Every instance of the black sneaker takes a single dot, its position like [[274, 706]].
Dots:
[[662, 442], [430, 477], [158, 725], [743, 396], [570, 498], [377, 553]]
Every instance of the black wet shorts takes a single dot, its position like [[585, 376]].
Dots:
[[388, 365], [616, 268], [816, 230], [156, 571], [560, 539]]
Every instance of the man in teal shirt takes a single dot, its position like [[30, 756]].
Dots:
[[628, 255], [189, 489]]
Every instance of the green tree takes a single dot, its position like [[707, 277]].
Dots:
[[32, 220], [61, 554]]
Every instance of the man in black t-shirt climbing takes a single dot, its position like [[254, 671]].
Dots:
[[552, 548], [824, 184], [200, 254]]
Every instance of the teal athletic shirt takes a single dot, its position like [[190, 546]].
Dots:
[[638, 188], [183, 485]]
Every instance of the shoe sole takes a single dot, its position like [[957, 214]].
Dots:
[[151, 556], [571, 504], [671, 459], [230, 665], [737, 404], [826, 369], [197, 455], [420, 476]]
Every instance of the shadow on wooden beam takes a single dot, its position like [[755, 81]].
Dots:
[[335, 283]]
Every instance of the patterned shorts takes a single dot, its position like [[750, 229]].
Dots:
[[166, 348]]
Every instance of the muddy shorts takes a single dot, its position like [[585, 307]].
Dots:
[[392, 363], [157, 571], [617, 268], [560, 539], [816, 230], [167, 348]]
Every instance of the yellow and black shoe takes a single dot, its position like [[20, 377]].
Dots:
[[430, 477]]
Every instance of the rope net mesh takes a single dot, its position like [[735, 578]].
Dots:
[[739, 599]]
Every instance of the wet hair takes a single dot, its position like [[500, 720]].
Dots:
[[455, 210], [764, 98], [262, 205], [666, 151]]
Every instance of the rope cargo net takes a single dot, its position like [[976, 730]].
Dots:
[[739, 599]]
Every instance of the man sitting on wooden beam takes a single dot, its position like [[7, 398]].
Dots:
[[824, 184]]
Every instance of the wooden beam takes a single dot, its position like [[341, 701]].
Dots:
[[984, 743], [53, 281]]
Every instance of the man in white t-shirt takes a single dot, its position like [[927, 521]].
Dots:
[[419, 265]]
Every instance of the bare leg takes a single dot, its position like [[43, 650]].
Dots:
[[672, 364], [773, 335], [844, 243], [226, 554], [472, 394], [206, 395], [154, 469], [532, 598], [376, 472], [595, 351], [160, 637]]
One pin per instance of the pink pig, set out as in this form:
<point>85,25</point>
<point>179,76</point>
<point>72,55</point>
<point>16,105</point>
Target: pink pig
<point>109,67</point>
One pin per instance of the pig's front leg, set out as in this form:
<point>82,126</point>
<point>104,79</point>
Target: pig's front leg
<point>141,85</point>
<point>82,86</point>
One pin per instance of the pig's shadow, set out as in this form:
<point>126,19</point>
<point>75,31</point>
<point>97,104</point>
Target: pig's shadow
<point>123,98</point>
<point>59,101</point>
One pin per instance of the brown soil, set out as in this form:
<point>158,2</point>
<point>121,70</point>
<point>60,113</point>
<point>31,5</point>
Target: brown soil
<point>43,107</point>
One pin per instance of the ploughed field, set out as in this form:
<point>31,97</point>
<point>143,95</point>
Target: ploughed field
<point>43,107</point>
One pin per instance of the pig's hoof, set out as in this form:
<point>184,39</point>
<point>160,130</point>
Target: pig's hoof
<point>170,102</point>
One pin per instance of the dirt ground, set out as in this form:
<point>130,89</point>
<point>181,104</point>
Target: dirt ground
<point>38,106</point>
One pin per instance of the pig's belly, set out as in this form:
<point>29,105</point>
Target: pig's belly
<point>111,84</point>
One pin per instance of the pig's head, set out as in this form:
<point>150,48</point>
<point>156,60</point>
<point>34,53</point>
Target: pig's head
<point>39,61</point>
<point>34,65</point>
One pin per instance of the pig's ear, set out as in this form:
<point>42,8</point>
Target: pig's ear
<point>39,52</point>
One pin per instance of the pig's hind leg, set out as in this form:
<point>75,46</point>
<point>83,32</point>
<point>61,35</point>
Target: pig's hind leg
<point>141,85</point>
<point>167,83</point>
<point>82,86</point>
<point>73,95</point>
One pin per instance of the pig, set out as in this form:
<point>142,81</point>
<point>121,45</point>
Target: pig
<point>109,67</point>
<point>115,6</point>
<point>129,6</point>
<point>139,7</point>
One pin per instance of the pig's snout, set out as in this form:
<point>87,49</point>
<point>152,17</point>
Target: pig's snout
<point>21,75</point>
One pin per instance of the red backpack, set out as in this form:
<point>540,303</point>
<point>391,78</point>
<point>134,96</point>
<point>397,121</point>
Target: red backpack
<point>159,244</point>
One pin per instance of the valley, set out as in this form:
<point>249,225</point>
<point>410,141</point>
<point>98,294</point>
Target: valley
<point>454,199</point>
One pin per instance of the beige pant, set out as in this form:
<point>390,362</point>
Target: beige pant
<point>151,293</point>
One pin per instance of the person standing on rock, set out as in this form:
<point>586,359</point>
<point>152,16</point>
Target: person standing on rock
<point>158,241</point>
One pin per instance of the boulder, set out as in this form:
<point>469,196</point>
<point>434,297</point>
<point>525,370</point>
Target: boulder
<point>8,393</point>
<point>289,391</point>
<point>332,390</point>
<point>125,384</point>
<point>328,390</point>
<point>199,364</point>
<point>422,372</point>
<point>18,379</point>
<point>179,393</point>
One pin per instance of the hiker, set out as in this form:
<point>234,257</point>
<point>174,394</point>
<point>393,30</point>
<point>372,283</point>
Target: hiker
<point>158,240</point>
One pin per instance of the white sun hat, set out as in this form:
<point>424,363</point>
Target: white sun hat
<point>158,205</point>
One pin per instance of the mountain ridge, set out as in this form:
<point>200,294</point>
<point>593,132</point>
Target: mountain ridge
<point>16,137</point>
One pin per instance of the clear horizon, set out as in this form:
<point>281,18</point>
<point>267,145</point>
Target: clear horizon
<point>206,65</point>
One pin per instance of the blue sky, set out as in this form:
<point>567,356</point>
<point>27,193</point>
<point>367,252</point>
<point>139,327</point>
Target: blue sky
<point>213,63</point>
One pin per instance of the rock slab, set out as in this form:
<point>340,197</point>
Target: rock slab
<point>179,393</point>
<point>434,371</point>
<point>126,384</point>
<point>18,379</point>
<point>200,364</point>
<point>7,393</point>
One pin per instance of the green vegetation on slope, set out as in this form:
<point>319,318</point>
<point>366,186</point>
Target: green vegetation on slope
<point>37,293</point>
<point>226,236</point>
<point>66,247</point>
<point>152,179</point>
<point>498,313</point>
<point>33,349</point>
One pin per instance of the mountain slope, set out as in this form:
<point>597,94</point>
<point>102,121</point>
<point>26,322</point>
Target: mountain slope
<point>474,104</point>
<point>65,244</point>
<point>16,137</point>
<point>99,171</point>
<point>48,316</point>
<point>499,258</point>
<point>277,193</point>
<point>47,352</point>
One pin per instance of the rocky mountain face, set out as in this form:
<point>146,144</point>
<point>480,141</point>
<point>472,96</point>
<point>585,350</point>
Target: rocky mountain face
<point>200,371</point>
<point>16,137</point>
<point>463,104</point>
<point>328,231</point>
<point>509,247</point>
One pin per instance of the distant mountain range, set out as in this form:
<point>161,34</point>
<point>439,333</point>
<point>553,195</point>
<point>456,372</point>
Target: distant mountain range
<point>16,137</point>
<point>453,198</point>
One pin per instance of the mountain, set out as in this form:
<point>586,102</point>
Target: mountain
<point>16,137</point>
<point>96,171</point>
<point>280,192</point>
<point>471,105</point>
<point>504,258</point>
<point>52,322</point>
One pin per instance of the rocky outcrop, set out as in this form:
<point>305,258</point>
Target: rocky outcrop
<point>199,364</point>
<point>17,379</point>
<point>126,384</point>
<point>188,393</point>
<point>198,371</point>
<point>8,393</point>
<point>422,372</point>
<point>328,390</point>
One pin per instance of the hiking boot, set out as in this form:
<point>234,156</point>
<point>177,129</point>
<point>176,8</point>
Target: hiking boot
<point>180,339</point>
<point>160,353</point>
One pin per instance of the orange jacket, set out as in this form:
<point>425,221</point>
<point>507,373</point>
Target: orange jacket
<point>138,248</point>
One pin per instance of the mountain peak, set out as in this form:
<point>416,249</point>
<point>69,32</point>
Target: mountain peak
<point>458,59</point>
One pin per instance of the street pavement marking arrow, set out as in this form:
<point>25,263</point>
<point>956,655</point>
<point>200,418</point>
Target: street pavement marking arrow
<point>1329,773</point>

○ ○ ○

**WHAT IS REQUIRED**
If a line in the entries above includes "rope", count it; report the total alone.

**RESPONSE**
2